(Object position labeling entries)

☆ ☆ ☆ ☆ ☆

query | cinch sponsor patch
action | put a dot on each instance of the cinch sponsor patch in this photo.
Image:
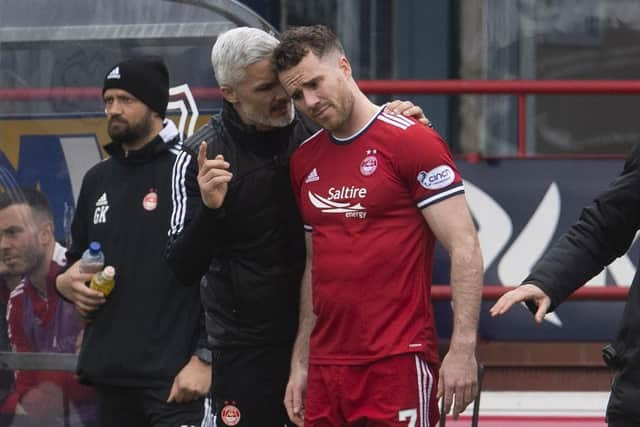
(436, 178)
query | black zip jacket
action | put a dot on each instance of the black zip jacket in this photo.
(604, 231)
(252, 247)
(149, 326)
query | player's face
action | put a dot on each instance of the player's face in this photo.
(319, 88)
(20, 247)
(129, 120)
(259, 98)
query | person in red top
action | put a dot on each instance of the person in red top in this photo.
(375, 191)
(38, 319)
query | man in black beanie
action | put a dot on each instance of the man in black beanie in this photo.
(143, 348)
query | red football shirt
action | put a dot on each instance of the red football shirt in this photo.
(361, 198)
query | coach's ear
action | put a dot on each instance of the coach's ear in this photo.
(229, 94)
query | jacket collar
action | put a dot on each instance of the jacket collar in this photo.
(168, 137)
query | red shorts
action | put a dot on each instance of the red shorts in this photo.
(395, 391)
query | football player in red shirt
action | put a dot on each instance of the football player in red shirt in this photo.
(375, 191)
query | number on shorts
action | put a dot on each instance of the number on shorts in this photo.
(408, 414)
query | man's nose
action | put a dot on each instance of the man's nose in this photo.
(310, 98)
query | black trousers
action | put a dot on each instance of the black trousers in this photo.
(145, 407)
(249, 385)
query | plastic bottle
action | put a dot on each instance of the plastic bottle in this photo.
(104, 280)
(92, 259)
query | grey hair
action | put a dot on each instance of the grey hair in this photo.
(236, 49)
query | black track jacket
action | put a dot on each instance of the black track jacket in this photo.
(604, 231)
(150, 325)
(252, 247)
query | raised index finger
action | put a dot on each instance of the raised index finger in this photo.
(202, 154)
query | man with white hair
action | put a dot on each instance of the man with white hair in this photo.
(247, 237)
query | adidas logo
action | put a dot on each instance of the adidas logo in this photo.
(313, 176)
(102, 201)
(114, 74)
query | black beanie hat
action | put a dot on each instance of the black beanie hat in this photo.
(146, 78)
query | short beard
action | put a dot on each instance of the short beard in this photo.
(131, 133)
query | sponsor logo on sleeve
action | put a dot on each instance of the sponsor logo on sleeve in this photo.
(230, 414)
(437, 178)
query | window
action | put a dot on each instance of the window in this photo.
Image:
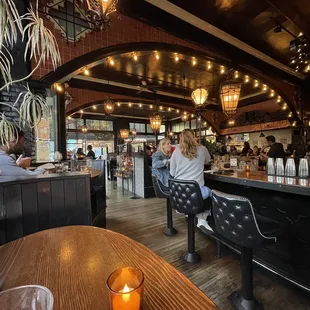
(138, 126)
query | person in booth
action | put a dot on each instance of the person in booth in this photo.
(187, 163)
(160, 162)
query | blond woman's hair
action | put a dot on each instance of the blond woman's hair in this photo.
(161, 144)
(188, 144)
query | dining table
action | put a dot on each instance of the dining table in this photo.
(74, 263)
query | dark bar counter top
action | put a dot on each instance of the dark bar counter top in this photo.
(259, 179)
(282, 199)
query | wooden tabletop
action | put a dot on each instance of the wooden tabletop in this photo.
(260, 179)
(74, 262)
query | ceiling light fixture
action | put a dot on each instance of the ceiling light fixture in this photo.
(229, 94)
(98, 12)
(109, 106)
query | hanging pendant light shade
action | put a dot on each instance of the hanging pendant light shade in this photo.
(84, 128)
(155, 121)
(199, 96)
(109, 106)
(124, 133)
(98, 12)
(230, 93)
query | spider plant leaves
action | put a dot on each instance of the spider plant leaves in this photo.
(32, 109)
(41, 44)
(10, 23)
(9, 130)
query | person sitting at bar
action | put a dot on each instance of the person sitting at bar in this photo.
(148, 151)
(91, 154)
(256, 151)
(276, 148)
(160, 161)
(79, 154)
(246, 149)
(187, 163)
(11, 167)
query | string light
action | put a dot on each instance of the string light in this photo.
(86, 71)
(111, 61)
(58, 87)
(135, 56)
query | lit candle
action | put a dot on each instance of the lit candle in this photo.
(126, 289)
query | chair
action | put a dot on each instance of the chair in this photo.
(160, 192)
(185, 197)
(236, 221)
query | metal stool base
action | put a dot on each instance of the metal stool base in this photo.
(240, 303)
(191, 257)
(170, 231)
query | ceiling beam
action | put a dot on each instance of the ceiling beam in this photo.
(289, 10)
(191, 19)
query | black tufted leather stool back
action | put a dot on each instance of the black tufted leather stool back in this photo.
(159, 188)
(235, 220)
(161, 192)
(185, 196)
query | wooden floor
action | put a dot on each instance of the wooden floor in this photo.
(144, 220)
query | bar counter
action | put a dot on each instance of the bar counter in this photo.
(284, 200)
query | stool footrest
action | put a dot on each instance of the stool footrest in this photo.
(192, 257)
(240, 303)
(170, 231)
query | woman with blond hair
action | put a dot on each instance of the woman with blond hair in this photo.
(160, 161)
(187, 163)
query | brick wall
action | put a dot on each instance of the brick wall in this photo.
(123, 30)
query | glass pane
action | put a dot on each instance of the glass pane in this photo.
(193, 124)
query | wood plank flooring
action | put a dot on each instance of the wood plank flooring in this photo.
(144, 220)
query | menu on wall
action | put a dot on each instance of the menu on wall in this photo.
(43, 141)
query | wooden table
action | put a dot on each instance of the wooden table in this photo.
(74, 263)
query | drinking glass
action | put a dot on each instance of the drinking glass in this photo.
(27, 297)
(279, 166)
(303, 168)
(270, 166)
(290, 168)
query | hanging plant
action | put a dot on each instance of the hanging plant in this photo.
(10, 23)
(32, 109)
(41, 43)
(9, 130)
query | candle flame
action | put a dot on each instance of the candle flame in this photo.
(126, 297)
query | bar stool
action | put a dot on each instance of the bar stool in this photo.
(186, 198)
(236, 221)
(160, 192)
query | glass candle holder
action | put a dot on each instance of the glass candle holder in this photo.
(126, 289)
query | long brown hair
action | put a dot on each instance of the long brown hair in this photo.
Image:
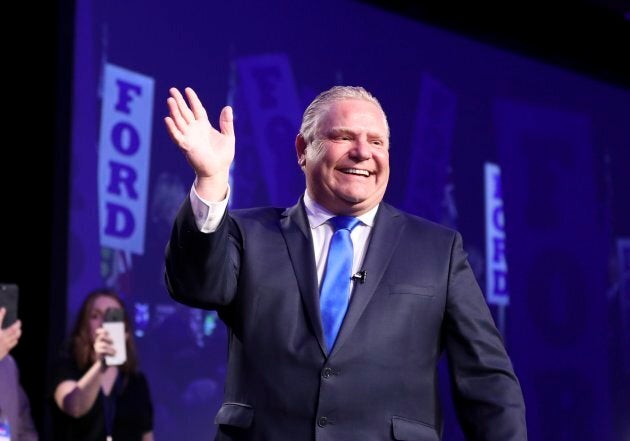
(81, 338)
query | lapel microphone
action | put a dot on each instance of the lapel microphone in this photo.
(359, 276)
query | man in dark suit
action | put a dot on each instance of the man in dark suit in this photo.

☆ ☆ ☆ ☆ ☆

**EXERCISE OBJECTIVE**
Transcribe each entry precisely as given, leaving the pictures out.

**ANSWER TO THE TASK**
query | cinch sponsor patch
action | put a dot on each instance of the cinch sponsor patch in this photo.
Image:
(436, 178)
query | black zip jacket
action | put a dot on each instance of the black zip jacket in this photo.
(604, 231)
(252, 247)
(149, 326)
query | player's face
action | put a dot on each instance of the player's face in this photo.
(319, 88)
(20, 247)
(129, 120)
(259, 98)
query | person in red top
action | put a dot on each instance of the person in red top in this photo.
(375, 191)
(38, 319)
query | man in black beanie
action | put a dot on each instance of the man in black beanie in this photo.
(143, 348)
query | red football shirt
action | put a dot on each instance of the red football shirt in this photo.
(361, 198)
query | coach's ear
action | put a dot on each instance of the coach's ear in this photo.
(229, 94)
query | jacket collar
action | put a dot on each instance of the jacket collar in this photo.
(168, 137)
query | red shorts
action | put a dot on each instance of the red shorts in this photo.
(395, 391)
query | football player in red shirt
action | put a dot on each instance of the football player in red shirt in this photo.
(375, 191)
query | number on shorts
action | put a dot on each instance of the number on shorts in this photo.
(408, 414)
query | man's nose
action | put a dot on each instance of the man's nose in this photo.
(310, 98)
query | black trousers
action | put a dot on each instance of the black trousers in this photo.
(145, 407)
(249, 385)
query | plastic bottle
action | put a dot on each instance of the plastic bottle in this photo.
(104, 280)
(92, 259)
query | grey hair
action | put a dot on each instance of the grey hair in this photo.
(236, 49)
query | black track jacket
action | put a dot on each instance of the black track jacket in this photo.
(604, 231)
(150, 325)
(252, 247)
query | raised index finger
action | put a dot on each instance of the raised index finger in this photo.
(202, 154)
query | man with white hair
action | put a dot on each instance of the man with white hair in this photo.
(247, 237)
query | adidas logo
action | put a dot on each instance of the adidas logo in this photo.
(313, 176)
(102, 201)
(114, 74)
query | black beanie hat
action | put a dot on each instance of the black beanie hat in this photo.
(146, 78)
query | short beard
action | put a dot on each instance of the short beard in this photo.
(131, 133)
query | sponsor logo on sleeve
action | put a dot on each instance of the sponsor logo on sleeve in this photo.
(230, 414)
(437, 178)
query | window
action | put a dot on each instance of the window in this photo.
Image:
(138, 126)
query | person in booth
action | put a dot on each instance of the person in booth in this photo.
(187, 163)
(160, 162)
query | blond woman's hair
action | put a dot on each instance of the blond woman's hair in this photo.
(161, 144)
(188, 144)
query | dining table
action | put a dot on each instance of the dining table in this photo.
(74, 263)
query | dark bar counter top
action | put a dot on each instance of the dark bar counter top in this photo.
(259, 179)
(282, 199)
query | wooden tabletop
action | put a dot on each instance of the wooden tabletop in this photo.
(260, 179)
(74, 262)
query | ceiling light fixture
action | put a dot on each instance of the ceiling light fixture in this photo.
(229, 94)
(98, 12)
(109, 106)
query | hanging pendant light shade
action | put a dot on each instance of the hanging pendant light shade in this photo.
(84, 128)
(155, 121)
(199, 96)
(109, 106)
(124, 133)
(98, 12)
(230, 93)
query | spider plant leaves
action | put a dot on each instance of the spider plant leaves in this photo.
(32, 109)
(41, 44)
(10, 23)
(9, 130)
query | person sitting at bar
action | put a dot on each instance of the person sitting at bar in this photo.
(148, 151)
(91, 154)
(256, 151)
(276, 148)
(160, 161)
(79, 154)
(246, 149)
(187, 163)
(11, 167)
query | string light
action | put a dot on each instance of the string light in this photo.
(86, 71)
(111, 61)
(58, 87)
(135, 56)
query | lit candle
action | put a dot on each instance of the lit candle in this photo.
(126, 289)
query | chair
action | put a dot on each instance of the chair in this photo.
(160, 192)
(185, 197)
(236, 221)
query | metal stool base
action | put a dot on each instance of the metal stool base in this photo.
(240, 303)
(191, 257)
(170, 231)
query | ceiling beam
action | put a dot on each instance of the ceiling beam in this photo.
(289, 10)
(191, 19)
query | black tufted leather stool back
action | put a dot on each instance of the black tufted leather stool back in this photo.
(159, 188)
(235, 220)
(161, 192)
(185, 196)
query | wooden floor
action | put a dot on each instance of the wooden floor in this photo.
(144, 220)
query | bar counter
action | put a dot on each instance of the bar counter in this photo.
(284, 200)
query | stool footrest
action | put a dot on each instance of the stool footrest in this photo.
(192, 257)
(240, 303)
(170, 231)
query | woman with blond hair
action | put a dot on each instance of the woman with blond hair in this photo.
(160, 161)
(187, 163)
query | brick wall
action | put a dot on each instance of the brick wall in this photo.
(123, 30)
query | glass pane
action | put a dot on each instance of the glass pane in this photo.
(193, 124)
query | wood plank flooring
action | put a dot on each instance of the wood plank flooring in this photo.
(144, 220)
query | menu on wall
action | put a dot on each instance of the menu on wall in this photo.
(43, 141)
query | wooden table
action | put a dot on each instance of the wooden table in this photo.
(74, 263)
query | drinking glass
action | put a dot on each instance of the drinking glass in this photo.
(27, 297)
(279, 166)
(303, 168)
(270, 166)
(290, 168)
query | hanging plant
action | put a dot on each instance of the hanging plant in this photo.
(10, 23)
(32, 109)
(41, 43)
(9, 130)
query | candle flame
action | put a dot on each instance of the candle flame in this photo.
(126, 297)
query | bar stool
action | put a dot on each instance of the bar stool in this photo.
(186, 198)
(236, 221)
(160, 192)
query | glass candle holder
action | put a dot on each instance of the glass candle holder in this photo.
(126, 289)
query | long brown hair
action | put a dot on each instance of the long brown hair in this photo.
Image:
(81, 338)
query | lapel microphone
action | put a dot on each instance of the lapel microphone in this photo.
(359, 276)
query | man in dark suit
action | put a dot on each instance of the man in dark suit in this photo.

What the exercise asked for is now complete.